= SELECTED PASSAGE =
·····

Tangibles, intangibles, and universal concepts are research tools. When reading or talking about a subject, stop each time you make a personal intellectual or emotional connection. Identify the tangible the author refers to, the intangible meanings it connects to, and the universal concepts that make it relevant to you. You will likely find more ideas for interpretive programs.



EXAMPLE 1

Of Fear and Choice
Andrea Dunstan, U.S. Fish and Wildlife Service

After waking up yet again to the sound of crunching overhead I asked my husband, "Which do you prefer? Mice gnawing on the wood and wires, or encountering a loose snake in the house?" He gave a start. He knew where I was heading (I raise rat snakes). "You know my answer," he said. Yes, I did. A mouse, however annoying or destructive was and will always be preferable over any encounter with a snake. My husband is in the majority. For most people snakes are about fear.

·····

= DATASET ROWS =
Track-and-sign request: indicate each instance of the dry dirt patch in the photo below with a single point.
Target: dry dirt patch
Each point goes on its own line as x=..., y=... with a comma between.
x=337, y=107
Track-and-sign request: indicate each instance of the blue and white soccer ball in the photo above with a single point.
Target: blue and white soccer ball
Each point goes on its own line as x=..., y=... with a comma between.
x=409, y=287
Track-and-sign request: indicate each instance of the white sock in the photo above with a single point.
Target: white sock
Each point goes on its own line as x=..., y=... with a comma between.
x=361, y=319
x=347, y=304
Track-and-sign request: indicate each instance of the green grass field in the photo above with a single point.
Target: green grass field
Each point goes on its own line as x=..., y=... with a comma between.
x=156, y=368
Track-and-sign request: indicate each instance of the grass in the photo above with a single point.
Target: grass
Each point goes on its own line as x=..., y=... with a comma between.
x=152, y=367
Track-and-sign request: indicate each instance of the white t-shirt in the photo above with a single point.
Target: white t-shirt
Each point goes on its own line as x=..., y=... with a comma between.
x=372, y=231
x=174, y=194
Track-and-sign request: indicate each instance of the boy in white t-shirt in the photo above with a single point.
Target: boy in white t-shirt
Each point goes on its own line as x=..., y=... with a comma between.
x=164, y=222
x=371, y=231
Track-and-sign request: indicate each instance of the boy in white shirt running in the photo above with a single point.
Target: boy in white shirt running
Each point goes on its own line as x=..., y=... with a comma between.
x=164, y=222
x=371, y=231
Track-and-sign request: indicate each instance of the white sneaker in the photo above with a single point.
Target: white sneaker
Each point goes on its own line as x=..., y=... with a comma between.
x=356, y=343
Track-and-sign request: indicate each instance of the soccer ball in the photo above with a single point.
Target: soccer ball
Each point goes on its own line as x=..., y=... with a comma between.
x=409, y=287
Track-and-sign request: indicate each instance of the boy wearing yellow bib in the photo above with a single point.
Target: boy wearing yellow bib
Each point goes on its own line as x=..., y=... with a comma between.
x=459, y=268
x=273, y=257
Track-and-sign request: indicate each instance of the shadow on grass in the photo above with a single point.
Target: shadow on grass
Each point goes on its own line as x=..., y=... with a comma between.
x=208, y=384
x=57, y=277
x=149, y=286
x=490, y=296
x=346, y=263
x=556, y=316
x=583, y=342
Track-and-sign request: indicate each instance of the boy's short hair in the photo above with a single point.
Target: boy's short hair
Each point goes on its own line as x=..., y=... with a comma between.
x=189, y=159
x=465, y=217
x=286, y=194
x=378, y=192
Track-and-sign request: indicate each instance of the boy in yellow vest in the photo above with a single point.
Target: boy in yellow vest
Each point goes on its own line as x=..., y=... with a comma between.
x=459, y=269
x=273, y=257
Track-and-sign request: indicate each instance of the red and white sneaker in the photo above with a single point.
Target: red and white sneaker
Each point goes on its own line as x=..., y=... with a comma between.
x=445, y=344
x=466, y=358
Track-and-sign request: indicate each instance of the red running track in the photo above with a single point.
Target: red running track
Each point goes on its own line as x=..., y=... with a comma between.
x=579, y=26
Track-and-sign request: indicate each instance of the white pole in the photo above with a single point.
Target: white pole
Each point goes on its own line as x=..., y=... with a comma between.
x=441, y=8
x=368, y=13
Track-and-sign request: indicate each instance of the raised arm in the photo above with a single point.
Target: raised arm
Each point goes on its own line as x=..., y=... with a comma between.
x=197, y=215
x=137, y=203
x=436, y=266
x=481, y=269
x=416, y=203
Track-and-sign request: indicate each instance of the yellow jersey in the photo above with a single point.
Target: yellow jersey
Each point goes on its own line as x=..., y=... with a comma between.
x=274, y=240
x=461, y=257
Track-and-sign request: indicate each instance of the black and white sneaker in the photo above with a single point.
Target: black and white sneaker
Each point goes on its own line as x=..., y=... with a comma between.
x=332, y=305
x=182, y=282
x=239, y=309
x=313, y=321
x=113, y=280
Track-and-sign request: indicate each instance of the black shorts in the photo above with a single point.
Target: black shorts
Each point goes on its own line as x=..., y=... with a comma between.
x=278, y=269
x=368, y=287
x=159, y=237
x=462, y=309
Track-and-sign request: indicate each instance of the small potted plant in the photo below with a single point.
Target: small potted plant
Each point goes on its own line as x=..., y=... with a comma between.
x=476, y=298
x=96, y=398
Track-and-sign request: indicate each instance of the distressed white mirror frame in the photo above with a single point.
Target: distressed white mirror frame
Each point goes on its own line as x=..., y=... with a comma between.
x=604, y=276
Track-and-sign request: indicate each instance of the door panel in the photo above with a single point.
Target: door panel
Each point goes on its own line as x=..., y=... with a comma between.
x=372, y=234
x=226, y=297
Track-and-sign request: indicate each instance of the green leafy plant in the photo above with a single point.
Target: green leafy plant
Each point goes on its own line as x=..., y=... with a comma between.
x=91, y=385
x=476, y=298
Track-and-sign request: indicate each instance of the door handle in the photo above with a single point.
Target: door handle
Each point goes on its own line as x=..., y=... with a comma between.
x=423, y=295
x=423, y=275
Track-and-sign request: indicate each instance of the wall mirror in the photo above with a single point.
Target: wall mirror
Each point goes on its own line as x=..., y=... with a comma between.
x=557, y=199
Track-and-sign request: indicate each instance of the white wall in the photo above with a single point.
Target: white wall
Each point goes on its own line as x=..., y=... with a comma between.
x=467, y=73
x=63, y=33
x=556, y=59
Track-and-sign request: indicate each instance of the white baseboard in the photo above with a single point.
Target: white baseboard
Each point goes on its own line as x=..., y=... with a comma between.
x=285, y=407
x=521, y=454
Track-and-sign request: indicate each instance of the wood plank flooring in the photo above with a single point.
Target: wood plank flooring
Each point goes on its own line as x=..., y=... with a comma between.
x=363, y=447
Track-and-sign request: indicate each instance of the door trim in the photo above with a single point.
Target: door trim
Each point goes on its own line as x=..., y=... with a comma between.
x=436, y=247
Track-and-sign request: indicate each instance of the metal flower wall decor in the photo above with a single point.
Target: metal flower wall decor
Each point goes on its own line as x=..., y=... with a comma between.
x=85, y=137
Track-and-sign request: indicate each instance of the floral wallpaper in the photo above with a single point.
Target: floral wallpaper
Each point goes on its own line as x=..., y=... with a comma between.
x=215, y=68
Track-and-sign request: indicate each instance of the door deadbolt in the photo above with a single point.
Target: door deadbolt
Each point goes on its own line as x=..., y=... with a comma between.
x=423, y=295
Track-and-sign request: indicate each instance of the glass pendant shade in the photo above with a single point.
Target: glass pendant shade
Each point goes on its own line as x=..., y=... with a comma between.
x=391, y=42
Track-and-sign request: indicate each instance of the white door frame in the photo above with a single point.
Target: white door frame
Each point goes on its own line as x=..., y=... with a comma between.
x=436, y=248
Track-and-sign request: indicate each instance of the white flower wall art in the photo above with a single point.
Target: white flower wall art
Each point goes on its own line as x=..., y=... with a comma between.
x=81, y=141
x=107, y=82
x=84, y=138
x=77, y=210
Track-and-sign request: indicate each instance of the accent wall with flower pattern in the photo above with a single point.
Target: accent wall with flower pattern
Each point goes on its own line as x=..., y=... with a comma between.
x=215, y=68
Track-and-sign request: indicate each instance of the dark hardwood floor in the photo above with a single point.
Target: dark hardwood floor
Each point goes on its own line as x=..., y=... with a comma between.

·····

= WHAT TO DO =
A. In the passage on tangibles and intangibles, what kind of snakes does the writer of the example raise?
B. Reproduce the passage on tangibles and intangibles, starting at "Of Fear and" and ending at "are about fear.".
The entries are not needed for this work.

= THE RESULTS =
A. Rat snakes.

B.
Of Fear and Choice
Andrea Dunstan, U.S. Fish and Wildlife Service

After waking up yet again to the sound of crunching overhead I asked my husband, "Which do you prefer? Mice gnawing on the wood and wires, or encountering a loose snake in the house?" He gave a start. He knew where I was heading (I raise rat snakes). "You know my answer," he said. Yes, I did. A mouse, however annoying or destructive was and will always be preferable over any encounter with a snake. My husband is in the majority. For most people snakes are about fear.